------ Extrait source ------
VO : Wir Kinder vom Bahnhof Zoo. Classique de la littérature germanique, le sujet est extrêmement dur. Le titre annonce clairement le sujet. L’héroïne principale (excusez le jeu de mot) a un parcours digne des pires romans de Zola : relations difficiles avec sa mère, emménagement dans une sombre cité, nombreuses soirées et drogues, prostitution, rien n’est épargné.
Il était une fois…
Années 70, deux journalistes rencontrent à la sortie d’un tribunal Christiane, qui progressivement leur livre son histoire. Jusqu’à en faire un roman. Vivant dans une cité à Berlin, Christiane bascule progressivement vers le monde de la drogue, puis la prostitution pour payer ses doses. Toujours plus, plus fort, plus glauque, ses proches vont-ils rester impuissants face à la situation de la jeune fille ?
------ Matériel fourni ------
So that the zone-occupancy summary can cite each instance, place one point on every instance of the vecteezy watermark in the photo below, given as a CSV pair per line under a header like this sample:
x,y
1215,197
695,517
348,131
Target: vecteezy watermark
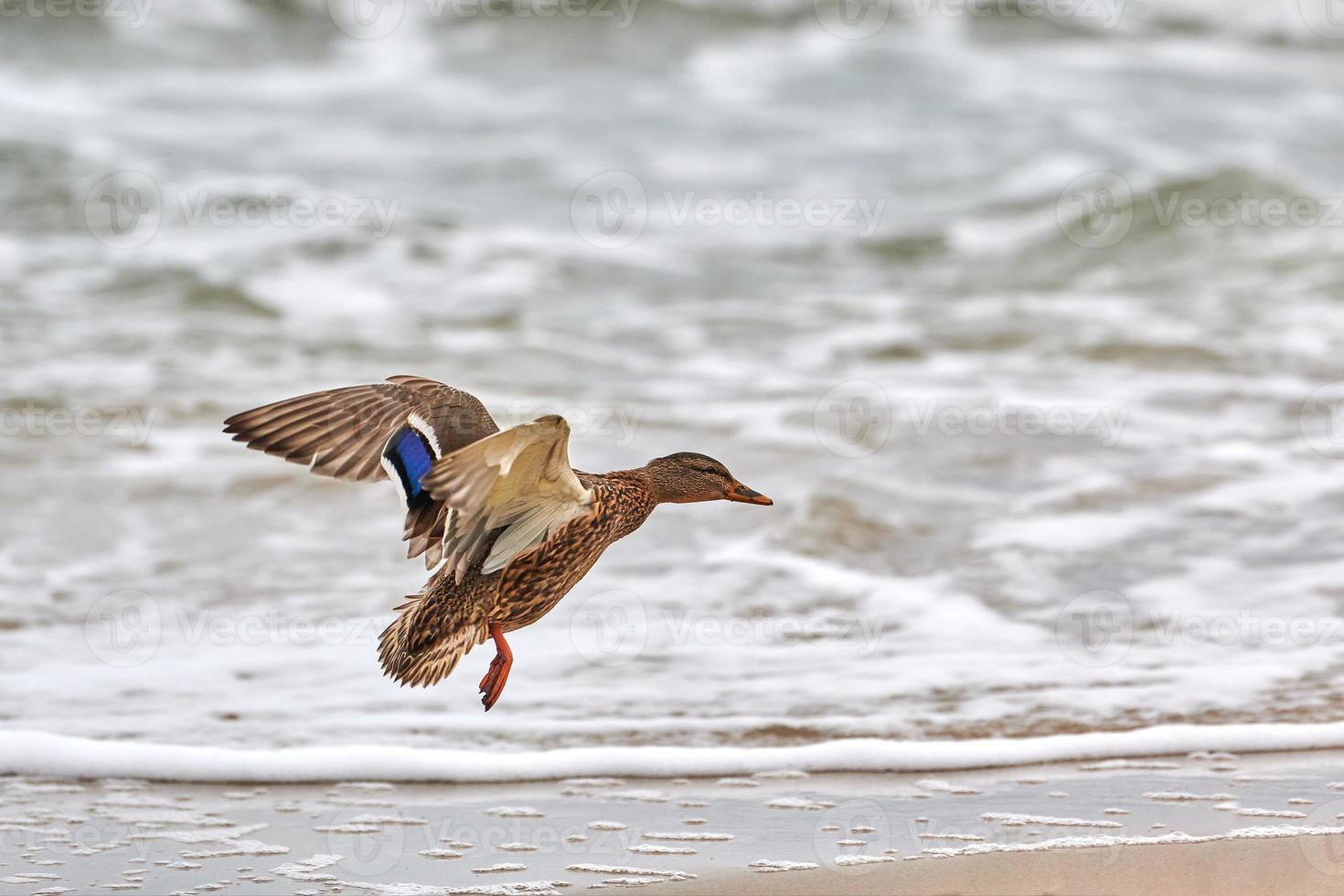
x,y
126,208
1104,423
608,422
609,627
1323,16
688,626
1324,848
613,627
123,629
858,19
1097,629
133,11
612,209
374,19
126,629
848,829
37,421
1321,420
854,418
1097,209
------
Défis
**1)** Résumez le texte sur Christiane en deux phrases.
**2)** D'après le texte sur Christiane, où les deux journalistes la rencontrent-ils ?
**3)** Reprenez le texte sur Christiane à la suite de sa dernière phrase.

Réponses fournies
**1)** Ce texte présente « Wir Kinder vom Bahnhof Zoo », classique de la littérature germanique au sujet très dur, dont l'héroïne traverse une relation difficile avec sa mère, un emménagement dans une sombre cité, des soirées, des drogues et la prostitution. Dans les années 70, deux journalistes rencontrent Christiane à la sortie d'un tribunal et tirent un roman de son histoire : vivant dans une cité à Berlin, elle bascule dans la drogue, puis dans la prostitution pour payer ses doses.

**2)** À la sortie d'un tribunal.

**3)**
Critique de Moi, Christiane F., 13 ans, droguée, prostituée…
Attention, ça secoue et ça dégouline de loose comme roman. Cité Gropius dans Berlin Ouest, une fille perdue qui traîne avec les mauvaises personnes et met le doigt (et le reste de son corps) dans un terrible engrenage. On est mal à l’aise en lisant ces pages, regardant une adolescente se détruire si facilement et rapidement.
Haschich, alcool, pilules, héro, prostitution,… La descente aux enfers est superbement racontée, et est d’autant pire à suivre que l’histoire est ce qu’il y a de plus vrai. Quant à l’individu sujet du titre, depuis la parution du roman elle n’est pas à la fête. Chaque page Christiane repousse les limites de l’acceptable, tout ça avant ses 14 ans.
Le style est simple, ça se lit plutôt vite malgré une police d’écriture, dans l’édition Folio, assez rebutante. Chapitres pas trop longs, à acheter les yeux fermés. Mais à ne pas offrir à son enfant, disons qu’avant 20 ans nul besoin de se taper une telle lecture anxiogène.
Thèmes abordés (du moins selon Le Tigre)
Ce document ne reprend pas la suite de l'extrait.